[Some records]
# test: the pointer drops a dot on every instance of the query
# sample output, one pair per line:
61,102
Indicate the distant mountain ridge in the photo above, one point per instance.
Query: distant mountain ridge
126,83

## Short exercise:
Write out every line of the records above again, requests included, and shift each number in the answer coordinates up by 5. Leave all numbers in the requests and the sample output unchanged.

## Solution to the problem:
# test: the pointer drops a dot on every instance of the query
# sample output, one pair per line:
61,102
Indicate the distant mountain ridge in the photo above, one point per instance.
Query: distant mountain ridge
131,88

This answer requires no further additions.